* START GIVEN INFORMATION *
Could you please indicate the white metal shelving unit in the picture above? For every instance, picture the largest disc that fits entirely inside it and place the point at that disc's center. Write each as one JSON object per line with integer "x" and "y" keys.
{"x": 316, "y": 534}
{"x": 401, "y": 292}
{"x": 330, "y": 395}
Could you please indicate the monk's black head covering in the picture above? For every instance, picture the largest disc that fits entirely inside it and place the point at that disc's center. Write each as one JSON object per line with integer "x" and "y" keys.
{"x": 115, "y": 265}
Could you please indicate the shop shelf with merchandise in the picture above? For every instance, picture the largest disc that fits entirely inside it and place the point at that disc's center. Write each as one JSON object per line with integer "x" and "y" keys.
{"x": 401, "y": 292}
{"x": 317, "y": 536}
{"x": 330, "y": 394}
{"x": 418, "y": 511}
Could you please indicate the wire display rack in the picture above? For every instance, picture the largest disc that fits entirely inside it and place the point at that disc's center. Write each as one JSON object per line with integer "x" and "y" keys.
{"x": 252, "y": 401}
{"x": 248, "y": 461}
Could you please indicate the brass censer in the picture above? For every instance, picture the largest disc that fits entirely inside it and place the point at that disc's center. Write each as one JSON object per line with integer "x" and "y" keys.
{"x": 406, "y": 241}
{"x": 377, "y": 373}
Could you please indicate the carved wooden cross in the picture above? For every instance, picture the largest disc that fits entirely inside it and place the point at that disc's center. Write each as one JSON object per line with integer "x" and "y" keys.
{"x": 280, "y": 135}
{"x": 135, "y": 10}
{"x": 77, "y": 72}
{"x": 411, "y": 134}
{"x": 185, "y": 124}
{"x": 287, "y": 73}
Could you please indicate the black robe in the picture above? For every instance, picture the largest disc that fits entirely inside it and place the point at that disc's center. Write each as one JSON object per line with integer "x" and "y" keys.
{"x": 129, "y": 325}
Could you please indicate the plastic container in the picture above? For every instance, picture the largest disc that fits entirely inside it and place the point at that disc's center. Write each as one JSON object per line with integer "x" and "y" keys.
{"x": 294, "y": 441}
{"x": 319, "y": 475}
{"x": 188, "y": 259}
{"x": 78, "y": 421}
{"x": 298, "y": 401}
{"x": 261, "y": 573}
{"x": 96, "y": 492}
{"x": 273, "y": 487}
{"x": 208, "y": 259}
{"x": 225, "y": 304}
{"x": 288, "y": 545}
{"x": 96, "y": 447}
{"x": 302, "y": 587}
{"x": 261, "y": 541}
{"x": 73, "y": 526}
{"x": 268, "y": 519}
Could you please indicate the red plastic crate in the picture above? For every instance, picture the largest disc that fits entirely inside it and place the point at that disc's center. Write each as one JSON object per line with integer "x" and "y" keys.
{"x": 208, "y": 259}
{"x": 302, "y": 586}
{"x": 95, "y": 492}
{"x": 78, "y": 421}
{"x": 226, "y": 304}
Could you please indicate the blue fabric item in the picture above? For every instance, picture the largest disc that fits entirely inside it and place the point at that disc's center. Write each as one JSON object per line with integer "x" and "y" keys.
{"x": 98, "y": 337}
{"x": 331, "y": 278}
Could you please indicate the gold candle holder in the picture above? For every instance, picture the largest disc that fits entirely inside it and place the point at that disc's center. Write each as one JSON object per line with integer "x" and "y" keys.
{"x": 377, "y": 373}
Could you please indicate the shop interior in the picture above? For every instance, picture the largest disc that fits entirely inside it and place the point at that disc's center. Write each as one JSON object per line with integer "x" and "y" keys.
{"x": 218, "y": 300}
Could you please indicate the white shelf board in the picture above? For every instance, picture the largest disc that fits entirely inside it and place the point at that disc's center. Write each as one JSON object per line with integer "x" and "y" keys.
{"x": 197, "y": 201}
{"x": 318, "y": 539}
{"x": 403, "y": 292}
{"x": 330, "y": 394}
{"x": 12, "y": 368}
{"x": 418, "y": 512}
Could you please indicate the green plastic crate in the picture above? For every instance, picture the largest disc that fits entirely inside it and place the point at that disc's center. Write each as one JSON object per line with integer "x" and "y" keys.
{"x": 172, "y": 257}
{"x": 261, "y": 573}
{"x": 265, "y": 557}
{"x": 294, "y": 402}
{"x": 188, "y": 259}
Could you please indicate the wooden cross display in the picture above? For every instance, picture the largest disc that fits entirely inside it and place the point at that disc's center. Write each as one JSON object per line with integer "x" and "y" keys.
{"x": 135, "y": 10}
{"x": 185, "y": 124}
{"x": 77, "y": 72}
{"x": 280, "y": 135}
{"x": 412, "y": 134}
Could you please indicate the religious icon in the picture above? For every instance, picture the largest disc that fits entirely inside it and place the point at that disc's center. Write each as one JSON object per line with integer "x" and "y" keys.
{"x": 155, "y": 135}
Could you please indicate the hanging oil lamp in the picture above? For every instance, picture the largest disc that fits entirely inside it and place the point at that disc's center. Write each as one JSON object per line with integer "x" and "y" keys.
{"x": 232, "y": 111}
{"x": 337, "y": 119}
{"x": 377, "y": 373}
* END GIVEN INFORMATION *
## WHAT IS NEEDED
Can you reproduce every one of the rows above verbatim, from the first to the last, with nothing changed?

## CORRECT RESULT
Could you please indicate the white metal shelving unit in the picture above? For every instance, picture the largest disc that fits entirely inside it and place the point at that disc's center. Write each as one JSON object per line with integer "x" and "y" keys.
{"x": 316, "y": 534}
{"x": 401, "y": 292}
{"x": 330, "y": 395}
Could you please indicate the monk's black head covering in the picture above? For every instance, picture the largest disc that fits entirely inside it and place the point at that disc's center. Write each as one JSON object per line with integer "x" and "y" keys.
{"x": 115, "y": 265}
Could you please indicate the shop shelf with merchandise in the picture above? For every instance, picture the largest disc that fits entirely inside it and place the point at that disc's center. Write each as one JSON object per line with integer "x" and "y" keys.
{"x": 401, "y": 292}
{"x": 317, "y": 536}
{"x": 330, "y": 394}
{"x": 418, "y": 511}
Could you please indicate the wire display rack in the picture above? For every instance, picture the largest disc that fits entirely inside it and place the point at that disc's center. Write each as one JSON object per line with integer "x" and "y" keys.
{"x": 252, "y": 401}
{"x": 248, "y": 461}
Could you please indicate the brass censer in the picture above? For every instance, picture the largest disc that fits entirely inside it and place the point at that disc's center. Write each as one JSON object per line with integer "x" and "y" keys.
{"x": 406, "y": 241}
{"x": 377, "y": 373}
Could you please indicate the carved wooden cross in the picture above? For every instance, picture the largest disc that fits entirely inside it and place the point at that disc's center. Write each as one JSON object per line with integer "x" and "y" keys.
{"x": 280, "y": 135}
{"x": 135, "y": 10}
{"x": 77, "y": 72}
{"x": 411, "y": 134}
{"x": 185, "y": 124}
{"x": 287, "y": 73}
Could you please indicate the black robe in the picture above? For every instance, picture the largest disc that fits entirely inside it and place the point at that disc's center. Write each as one JSON object per line with integer "x" and "y" keys.
{"x": 129, "y": 325}
Could you please indicate the plastic container in the picture above? For every instance, picture the largest disc that fits entirely inside it and place the point at that disc's center. Write each as one JSON object per line with integer "x" and "y" keys.
{"x": 294, "y": 441}
{"x": 319, "y": 475}
{"x": 188, "y": 259}
{"x": 78, "y": 421}
{"x": 298, "y": 401}
{"x": 261, "y": 573}
{"x": 96, "y": 492}
{"x": 273, "y": 487}
{"x": 208, "y": 259}
{"x": 225, "y": 304}
{"x": 288, "y": 545}
{"x": 96, "y": 447}
{"x": 302, "y": 587}
{"x": 261, "y": 541}
{"x": 73, "y": 526}
{"x": 268, "y": 519}
Could you please indicate the red plastic crate in the picture above? For every instance, picture the largest disc that fits entirely inside it and place the point at that disc's center. Write each as one JSON object per line with integer "x" and "y" keys.
{"x": 208, "y": 259}
{"x": 302, "y": 586}
{"x": 95, "y": 492}
{"x": 78, "y": 421}
{"x": 226, "y": 304}
Could you please indicate the blue fabric item in the picture above? For every instance, picture the largest disc that fits entirely inside it and place the point at that disc's center. Write each as one JSON object per line with integer "x" and "y" keys.
{"x": 98, "y": 337}
{"x": 331, "y": 278}
Could you please indicate the gold candle holder in the picture above? For every instance, picture the largest disc that fits entirely inside it and place the point at that disc's center. Write each as one JSON object per line with integer "x" and "y" keys.
{"x": 377, "y": 373}
Could you please indicate the shop interior in the picture above? For every instance, picture the largest disc that fits entirely inside it and place the point at that disc's center. Write each as one JSON object per line with integer "x" and "y" keys.
{"x": 218, "y": 300}
Could you please indicate the white shelf board in the picture above? For every instance, picture the largest disc that fits entirely inside it and place the point at that disc's center. Write each as one JSON object per line with integer "x" and "y" keys.
{"x": 197, "y": 201}
{"x": 318, "y": 539}
{"x": 403, "y": 292}
{"x": 330, "y": 394}
{"x": 12, "y": 368}
{"x": 418, "y": 512}
Could you please indicate the green plastic crate in the picture above? For every instance, picture the largest disc that fits entirely inside it and place the point at that disc's center. Write each as one JSON object per line with integer "x" and "y" keys.
{"x": 172, "y": 257}
{"x": 261, "y": 573}
{"x": 265, "y": 557}
{"x": 294, "y": 402}
{"x": 188, "y": 259}
Could you please indicate the wooden cross display in the picture above? For every instance, picture the largest disc that fits entirely inside it and place the point at that disc's center. Write each as one JSON object per line with integer "x" and "y" keys.
{"x": 135, "y": 10}
{"x": 185, "y": 124}
{"x": 77, "y": 72}
{"x": 280, "y": 135}
{"x": 412, "y": 134}
Could you please indicate the religious icon in the picture above? For every instance, picture the largest disc that fits entirely inside it and place the point at that disc's center. Write each as one JSON object per line with integer "x" and "y" keys.
{"x": 155, "y": 135}
Could you please indicate the hanging oil lamp in the picture above? For every instance, picture the largest disc that fits entirely inside it and place the point at that disc's center. Write each as one JSON object per line with integer "x" and "y" keys.
{"x": 232, "y": 111}
{"x": 337, "y": 119}
{"x": 377, "y": 373}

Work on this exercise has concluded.